Extrait du document:
Mme Aucoin a fait appel de cette décision à la Commission d’appel et de révision des services de santé, mais elle a décidé de ne pas remettre à plus tard sa chimiothérapie. Comme elle le dit, « le cancer n’attend pas ». Elle est donc retournée voir son spécialiste du cancer dans sa clinique privée de Buffalo, et a payé son traitement avec son argent et celui recueilli par un groupe de ses proches. Son traitement coûtait environ 10 000 $ de moins par mois que s’il avait été dispensé au Roswell Park Cancer Institute à Buffalo, où des patients cancéreux de l’Ontario recevaient des traitements à l’Erbitux remboursés par le Ministère. En mars 2006, le médecin de Mme Aucoin a fait une nouvelle demande de remboursement pour un traitement hors du pays, mais cette fois uniquement pour l’Erbitux. Et cette fois, le Ministère a accepté de financer huit semaines de traitement à Roswell Park.

Données fournies:

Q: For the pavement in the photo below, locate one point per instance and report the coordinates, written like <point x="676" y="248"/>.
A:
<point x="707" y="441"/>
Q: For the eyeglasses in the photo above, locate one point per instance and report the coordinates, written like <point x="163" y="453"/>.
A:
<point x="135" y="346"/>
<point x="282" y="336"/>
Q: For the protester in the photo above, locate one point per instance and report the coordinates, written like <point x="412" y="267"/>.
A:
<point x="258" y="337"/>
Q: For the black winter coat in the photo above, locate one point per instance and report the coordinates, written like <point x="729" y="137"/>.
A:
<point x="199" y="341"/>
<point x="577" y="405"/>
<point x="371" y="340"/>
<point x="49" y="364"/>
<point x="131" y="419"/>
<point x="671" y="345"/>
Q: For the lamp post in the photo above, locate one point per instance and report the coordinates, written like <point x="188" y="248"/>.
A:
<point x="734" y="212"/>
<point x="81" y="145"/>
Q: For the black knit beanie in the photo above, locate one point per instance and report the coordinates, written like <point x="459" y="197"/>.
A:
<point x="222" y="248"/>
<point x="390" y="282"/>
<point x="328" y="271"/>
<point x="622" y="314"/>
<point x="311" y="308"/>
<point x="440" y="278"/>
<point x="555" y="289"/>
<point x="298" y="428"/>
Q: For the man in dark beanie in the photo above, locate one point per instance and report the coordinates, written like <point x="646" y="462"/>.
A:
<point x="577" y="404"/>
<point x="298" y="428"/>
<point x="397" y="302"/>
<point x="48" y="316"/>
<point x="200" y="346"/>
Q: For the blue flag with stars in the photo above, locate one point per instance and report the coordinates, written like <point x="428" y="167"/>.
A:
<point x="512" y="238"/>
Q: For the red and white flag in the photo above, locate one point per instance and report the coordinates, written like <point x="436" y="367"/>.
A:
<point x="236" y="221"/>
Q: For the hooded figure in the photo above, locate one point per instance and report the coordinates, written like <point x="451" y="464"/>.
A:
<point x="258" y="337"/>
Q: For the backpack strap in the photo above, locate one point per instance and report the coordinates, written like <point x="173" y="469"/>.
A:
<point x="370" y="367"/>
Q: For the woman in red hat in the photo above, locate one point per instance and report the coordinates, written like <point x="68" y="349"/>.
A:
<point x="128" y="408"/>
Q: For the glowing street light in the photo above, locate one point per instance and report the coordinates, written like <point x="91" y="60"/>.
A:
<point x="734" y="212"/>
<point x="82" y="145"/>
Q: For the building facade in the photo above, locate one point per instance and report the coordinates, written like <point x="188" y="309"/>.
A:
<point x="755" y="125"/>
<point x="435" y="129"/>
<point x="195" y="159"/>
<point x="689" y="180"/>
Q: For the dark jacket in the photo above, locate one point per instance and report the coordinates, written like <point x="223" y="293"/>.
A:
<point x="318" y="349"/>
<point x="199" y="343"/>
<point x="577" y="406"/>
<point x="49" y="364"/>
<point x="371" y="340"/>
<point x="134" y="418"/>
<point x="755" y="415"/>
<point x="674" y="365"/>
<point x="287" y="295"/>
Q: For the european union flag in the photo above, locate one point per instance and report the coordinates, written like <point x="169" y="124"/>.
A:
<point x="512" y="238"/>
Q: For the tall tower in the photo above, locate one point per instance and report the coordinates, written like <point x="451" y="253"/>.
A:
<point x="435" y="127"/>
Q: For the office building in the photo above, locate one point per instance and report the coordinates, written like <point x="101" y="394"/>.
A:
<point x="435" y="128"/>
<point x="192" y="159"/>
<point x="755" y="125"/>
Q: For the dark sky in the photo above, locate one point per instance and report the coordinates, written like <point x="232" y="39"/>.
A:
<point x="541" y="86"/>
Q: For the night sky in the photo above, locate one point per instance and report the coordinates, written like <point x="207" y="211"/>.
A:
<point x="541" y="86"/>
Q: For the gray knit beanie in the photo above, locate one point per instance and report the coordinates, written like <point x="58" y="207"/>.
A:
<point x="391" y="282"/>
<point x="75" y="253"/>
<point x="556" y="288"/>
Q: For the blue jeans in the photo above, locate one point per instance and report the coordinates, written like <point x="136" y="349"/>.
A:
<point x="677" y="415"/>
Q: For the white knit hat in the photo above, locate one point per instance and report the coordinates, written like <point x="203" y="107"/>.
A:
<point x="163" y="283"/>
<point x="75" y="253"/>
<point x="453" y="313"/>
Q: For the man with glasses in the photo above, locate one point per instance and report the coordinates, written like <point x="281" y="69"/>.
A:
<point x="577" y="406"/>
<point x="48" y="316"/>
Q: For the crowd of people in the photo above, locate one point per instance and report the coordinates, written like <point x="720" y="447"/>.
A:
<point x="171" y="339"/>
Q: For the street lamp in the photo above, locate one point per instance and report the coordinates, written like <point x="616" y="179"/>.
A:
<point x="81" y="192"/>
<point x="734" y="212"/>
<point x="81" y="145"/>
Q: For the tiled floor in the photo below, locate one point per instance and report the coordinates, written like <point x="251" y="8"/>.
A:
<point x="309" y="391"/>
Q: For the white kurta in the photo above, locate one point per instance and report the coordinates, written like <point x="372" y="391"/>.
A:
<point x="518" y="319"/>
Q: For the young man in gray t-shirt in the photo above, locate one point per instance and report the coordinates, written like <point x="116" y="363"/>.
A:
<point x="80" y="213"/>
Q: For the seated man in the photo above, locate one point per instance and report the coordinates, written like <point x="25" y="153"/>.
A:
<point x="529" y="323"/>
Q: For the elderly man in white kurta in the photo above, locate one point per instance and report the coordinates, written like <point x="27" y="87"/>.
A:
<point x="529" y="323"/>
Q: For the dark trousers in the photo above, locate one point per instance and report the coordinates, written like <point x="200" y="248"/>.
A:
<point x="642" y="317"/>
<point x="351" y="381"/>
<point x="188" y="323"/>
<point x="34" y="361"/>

* * *

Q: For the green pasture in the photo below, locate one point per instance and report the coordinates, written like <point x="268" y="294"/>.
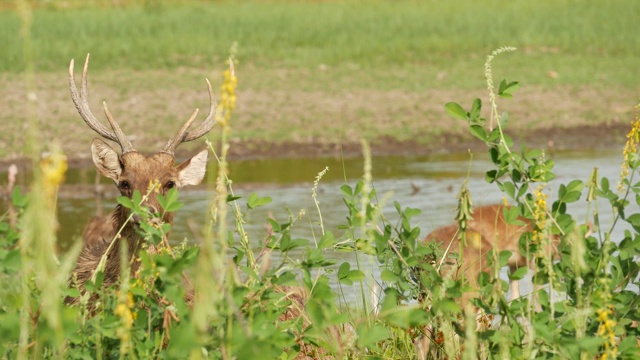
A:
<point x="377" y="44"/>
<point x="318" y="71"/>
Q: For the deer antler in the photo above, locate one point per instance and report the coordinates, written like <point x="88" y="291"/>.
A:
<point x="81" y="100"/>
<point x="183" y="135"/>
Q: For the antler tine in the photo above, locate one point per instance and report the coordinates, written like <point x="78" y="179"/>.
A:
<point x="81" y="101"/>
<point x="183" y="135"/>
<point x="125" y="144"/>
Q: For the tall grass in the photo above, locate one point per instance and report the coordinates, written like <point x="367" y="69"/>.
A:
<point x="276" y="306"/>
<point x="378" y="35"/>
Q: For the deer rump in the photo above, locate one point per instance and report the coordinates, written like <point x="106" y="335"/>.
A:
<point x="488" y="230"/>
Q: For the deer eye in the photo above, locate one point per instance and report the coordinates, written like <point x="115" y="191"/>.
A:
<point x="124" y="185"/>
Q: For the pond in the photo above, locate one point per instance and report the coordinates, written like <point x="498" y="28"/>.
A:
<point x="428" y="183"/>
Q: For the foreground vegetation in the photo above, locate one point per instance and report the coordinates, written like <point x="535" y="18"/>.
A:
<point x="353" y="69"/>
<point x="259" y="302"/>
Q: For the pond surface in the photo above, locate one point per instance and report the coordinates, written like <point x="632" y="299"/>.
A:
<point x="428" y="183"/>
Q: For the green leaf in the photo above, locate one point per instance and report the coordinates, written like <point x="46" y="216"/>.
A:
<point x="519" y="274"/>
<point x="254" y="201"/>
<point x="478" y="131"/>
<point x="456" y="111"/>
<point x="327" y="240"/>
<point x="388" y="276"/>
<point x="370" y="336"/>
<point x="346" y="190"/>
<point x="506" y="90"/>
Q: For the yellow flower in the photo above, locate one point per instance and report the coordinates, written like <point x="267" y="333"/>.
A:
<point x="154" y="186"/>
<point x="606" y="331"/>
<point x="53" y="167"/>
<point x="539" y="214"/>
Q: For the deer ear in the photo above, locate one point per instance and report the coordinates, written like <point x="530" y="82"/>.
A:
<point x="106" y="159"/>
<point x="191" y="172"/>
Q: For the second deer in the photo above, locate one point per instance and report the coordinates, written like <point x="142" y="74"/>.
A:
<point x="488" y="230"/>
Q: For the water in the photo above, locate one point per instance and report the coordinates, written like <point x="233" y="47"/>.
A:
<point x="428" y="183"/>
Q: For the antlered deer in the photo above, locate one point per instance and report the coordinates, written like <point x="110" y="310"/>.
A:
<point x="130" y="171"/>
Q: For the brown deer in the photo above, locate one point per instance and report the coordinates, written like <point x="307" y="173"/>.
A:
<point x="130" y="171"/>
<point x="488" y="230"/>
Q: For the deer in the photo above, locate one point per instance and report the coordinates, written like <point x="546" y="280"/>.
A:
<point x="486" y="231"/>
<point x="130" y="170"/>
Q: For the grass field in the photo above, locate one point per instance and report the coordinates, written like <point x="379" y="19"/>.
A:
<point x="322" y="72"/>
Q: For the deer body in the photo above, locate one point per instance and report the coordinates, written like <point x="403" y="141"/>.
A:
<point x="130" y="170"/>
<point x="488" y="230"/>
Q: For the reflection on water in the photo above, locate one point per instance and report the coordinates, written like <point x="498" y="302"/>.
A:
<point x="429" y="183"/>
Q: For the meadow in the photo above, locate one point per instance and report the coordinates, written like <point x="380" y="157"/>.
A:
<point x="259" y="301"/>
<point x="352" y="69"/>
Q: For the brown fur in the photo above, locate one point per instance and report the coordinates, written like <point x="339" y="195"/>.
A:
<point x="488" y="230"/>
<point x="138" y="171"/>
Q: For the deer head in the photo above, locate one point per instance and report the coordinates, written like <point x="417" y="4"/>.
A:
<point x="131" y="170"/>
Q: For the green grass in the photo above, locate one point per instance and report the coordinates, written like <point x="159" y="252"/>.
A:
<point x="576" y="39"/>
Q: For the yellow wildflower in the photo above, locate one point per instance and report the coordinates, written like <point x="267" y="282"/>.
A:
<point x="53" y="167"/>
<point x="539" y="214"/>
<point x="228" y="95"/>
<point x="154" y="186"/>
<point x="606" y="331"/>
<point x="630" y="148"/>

Questions:
(a) Relevez dans l'extrait sur le traitement de Mme Aucoin tous les organismes désignés par un nom commençant par une majuscule.
(b) Recopiez le passage de l'extrait allant de « Mme Aucoin a fait appel » jusqu'à « à Roswell Park. », en substituant « la patiente » à « Mme Aucoin ».
(c) D'après l'extrait, combien de semaines de traitement à Roswell Park le Ministère a-t-il finalement accepté de financer ?
Appuyez-vous exclusivement sur l'extrait pour ce qui suit.

Réponses:
(a)
- Commission d'appel et de révision des services de santé
- Roswell Park Cancer Institute
- Ministère

(b)
la patiente a fait appel de cette décision à la Commission d’appel et de révision des services de santé, mais elle a décidé de ne pas remettre à plus tard sa chimiothérapie. Comme elle le dit, « le cancer n’attend pas ». Elle est donc retournée voir son spécialiste du cancer dans sa clinique privée de Buffalo, et a payé son traitement avec son argent et celui recueilli par un groupe de ses proches. Son traitement coûtait environ 10 000 $ de moins par mois que s’il avait été dispensé au Roswell Park Cancer Institute à Buffalo, où des patients cancéreux de l’Ontario recevaient des traitements à l’Erbitux remboursés par le Ministère. En mars 2006, le médecin de la patiente a fait une nouvelle demande de remboursement pour un traitement hors du pays, mais cette fois uniquement pour l’Erbitux. Et cette fois, le Ministère a accepté de financer huit semaines de traitement à Roswell Park.

(c) Huit semaines.